Le Trône de Fer : le scénario en questions

D’autres extraits d’interview qui permettent d’en savoir un peu plus sur l’écriture du Trône de Fer. L’auteur, George R.R. Martin, parle de certains de ses procédés pour construire le scénario et entretenir le suspens : notamment l’usage des prophéties et la mort des personnages. pour votre sécurité, Les rares “spoilers” ont été soigneusement balisés !


 

Prophéties et jeux sur l’attente du lecteur

Une chose curieuse, dans vos livres, c’est que vous donnez plein d’indices à travers les flammes du Dieu Rouge, les mots du fantôme de Noblecœur (Ghost of the High Heart) ou les visions que Daenerys a dans l’Hôtel des Nonmourants (House of the Undying).

## ENREGISTREMENTS FOURNIS

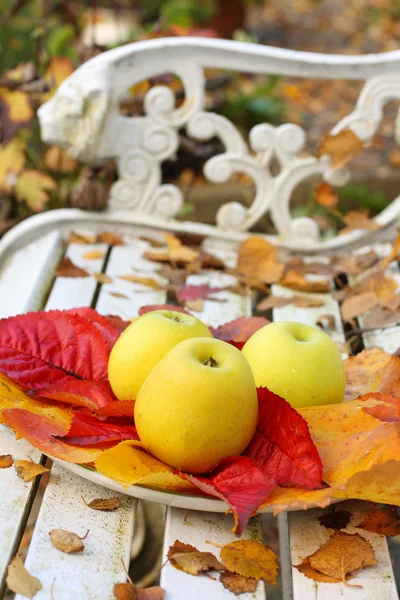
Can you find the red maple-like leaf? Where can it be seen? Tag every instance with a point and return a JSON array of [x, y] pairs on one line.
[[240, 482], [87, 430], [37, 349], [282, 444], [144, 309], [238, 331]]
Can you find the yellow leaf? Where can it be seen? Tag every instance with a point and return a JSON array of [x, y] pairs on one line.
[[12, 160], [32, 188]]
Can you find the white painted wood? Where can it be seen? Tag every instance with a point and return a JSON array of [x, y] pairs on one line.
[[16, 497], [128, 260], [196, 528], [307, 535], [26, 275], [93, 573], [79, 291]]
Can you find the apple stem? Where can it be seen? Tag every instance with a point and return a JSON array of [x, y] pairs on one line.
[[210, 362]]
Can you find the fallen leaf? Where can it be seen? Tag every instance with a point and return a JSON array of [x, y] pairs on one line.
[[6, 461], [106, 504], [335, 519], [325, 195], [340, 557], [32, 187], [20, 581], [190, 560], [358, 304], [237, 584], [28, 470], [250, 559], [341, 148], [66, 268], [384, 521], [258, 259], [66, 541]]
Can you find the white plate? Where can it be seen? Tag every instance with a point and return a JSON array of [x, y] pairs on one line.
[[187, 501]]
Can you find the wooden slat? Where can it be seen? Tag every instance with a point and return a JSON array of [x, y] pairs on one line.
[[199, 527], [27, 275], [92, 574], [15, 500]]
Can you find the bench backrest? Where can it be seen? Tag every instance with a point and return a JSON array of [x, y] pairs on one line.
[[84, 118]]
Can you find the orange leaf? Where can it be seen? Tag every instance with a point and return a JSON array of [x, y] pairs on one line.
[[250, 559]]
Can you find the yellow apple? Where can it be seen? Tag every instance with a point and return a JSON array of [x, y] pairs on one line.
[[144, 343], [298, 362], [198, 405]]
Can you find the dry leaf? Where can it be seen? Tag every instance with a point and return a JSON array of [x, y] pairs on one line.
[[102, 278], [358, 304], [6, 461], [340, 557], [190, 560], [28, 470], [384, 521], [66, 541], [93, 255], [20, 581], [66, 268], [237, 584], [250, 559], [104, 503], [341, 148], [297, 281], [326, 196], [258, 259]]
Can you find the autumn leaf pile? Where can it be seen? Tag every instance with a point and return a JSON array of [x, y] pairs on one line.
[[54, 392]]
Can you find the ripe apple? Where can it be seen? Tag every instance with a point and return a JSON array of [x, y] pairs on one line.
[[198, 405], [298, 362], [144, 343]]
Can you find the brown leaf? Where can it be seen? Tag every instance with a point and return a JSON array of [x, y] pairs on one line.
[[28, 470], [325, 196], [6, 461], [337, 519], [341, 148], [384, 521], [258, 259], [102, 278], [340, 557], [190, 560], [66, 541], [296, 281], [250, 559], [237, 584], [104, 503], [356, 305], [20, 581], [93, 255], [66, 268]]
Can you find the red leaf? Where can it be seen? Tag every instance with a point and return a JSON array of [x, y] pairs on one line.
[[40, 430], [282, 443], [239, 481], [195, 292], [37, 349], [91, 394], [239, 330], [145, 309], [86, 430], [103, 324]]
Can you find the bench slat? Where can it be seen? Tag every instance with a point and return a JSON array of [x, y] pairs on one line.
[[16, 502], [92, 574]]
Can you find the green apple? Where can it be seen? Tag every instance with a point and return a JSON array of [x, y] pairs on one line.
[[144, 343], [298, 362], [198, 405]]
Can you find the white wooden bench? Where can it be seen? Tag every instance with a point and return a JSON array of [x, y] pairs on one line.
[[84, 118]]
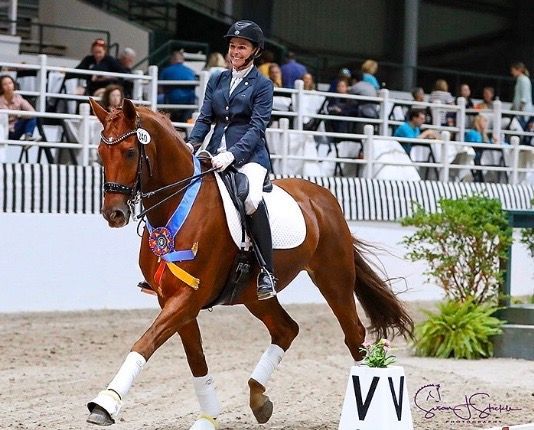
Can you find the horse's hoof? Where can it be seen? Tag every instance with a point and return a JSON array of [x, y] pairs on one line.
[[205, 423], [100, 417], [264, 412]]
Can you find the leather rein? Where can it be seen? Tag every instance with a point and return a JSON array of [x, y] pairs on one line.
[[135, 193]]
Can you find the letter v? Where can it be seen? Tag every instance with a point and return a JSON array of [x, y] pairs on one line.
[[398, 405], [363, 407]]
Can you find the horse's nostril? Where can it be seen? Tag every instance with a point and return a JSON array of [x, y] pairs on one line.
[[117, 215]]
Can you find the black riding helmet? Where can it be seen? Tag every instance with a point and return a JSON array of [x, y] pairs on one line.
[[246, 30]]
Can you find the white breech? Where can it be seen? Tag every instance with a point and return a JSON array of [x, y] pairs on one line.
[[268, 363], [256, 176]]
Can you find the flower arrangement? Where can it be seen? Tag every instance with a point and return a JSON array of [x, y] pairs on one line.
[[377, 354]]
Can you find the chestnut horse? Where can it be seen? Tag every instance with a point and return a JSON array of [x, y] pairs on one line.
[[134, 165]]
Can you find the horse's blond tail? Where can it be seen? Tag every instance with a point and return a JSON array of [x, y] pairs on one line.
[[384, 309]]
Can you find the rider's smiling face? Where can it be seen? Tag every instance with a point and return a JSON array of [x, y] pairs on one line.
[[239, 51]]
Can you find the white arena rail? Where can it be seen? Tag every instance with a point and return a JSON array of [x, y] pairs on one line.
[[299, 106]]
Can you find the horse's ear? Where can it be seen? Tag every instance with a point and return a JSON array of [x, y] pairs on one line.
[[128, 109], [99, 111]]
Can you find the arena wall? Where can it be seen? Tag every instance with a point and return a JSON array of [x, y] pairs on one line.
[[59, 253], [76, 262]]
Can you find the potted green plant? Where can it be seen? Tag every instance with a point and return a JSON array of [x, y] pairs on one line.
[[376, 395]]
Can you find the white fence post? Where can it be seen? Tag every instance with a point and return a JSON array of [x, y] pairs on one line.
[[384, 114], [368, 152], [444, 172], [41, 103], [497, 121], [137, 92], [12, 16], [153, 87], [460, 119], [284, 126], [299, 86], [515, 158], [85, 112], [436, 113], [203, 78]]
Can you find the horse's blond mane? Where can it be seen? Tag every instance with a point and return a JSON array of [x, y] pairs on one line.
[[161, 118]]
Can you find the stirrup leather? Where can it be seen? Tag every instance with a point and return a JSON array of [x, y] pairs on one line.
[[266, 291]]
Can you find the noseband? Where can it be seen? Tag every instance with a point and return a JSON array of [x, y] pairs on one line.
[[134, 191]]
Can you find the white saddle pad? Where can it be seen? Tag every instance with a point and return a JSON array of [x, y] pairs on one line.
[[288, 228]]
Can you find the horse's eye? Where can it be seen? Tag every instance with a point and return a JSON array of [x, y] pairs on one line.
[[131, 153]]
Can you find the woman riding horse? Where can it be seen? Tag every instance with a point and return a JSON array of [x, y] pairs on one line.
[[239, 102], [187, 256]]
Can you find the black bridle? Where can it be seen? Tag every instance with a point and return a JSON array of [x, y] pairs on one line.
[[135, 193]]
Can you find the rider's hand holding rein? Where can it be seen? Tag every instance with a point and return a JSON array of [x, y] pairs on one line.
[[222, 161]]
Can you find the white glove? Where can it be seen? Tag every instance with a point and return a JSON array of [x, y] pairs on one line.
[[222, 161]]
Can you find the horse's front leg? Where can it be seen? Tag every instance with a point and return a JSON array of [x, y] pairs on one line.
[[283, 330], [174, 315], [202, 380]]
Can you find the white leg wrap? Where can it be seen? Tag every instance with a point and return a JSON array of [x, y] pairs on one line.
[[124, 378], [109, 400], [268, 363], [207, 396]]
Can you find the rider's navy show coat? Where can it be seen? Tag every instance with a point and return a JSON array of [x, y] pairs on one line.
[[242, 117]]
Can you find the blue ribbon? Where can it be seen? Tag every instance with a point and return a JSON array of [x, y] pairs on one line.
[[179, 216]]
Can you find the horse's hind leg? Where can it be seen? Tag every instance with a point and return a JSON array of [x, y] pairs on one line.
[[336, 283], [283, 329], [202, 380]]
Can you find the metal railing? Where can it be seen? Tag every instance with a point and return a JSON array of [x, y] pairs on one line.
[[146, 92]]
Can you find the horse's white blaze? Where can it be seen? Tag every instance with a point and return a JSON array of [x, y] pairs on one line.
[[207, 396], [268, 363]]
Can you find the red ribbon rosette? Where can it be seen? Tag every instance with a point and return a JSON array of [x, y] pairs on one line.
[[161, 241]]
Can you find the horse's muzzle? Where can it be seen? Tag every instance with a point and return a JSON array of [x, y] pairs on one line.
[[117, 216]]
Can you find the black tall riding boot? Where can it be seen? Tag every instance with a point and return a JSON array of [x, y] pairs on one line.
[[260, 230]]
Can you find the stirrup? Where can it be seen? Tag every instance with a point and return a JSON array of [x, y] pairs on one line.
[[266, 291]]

## TRAVAIL DEMANDÉ
1. Restituez mot pour mot le passage de l'extrait sur le Trône de Fer qui va de « Le Trône de » jusqu'à « of the Undying). » inclus.
2. Renvoyez à l'identique, parmi les enregistrements, la portion qui s'étend de la ligne contenant « Can you find the horse's blond mane? » jusqu'à la ligne contenant « [[288, 228]] », ces deux lignes comprises, et rien d'autre.
L'extrait et les enregistrements constituent deux ensembles indépendants l'un de l'autre.

## RÉPONSES ATTENDUES
1.
Le Trône de Fer : le scénario en questions

D’autres extraits d’interview qui permettent d’en savoir un peu plus sur l’écriture du Trône de Fer. L’auteur, George R.R. Martin, parle de certains de ses procédés pour construire le scénario et entretenir le suspens : notamment l’usage des prophéties et la mort des personnages. pour votre sécurité, Les rares “spoilers” ont été soigneusement balisés !


 

Prophéties et jeux sur l’attente du lecteur

Une chose curieuse, dans vos livres, c’est que vous donnez plein d’indices à travers les flammes du Dieu Rouge, les mots du fantôme de Noblecœur (Ghost of the High Heart) ou les visions que Daenerys a dans l’Hôtel des Nonmourants (House of the Undying).

2.
Can you find the horse's blond mane? Where can it be seen? Tag every instance with a point and return a JSON array of [x, y] pairs on one line.
[[161, 118]]
Can you find the stirrup leather? Where can it be seen? Tag every instance with a point and return a JSON array of [x, y] pairs on one line.
[[266, 291]]
Can you find the noseband? Where can it be seen? Tag every instance with a point and return a JSON array of [x, y] pairs on one line.
[[134, 191]]
Can you find the white saddle pad? Where can it be seen? Tag every instance with a point and return a JSON array of [x, y] pairs on one line.
[[288, 228]]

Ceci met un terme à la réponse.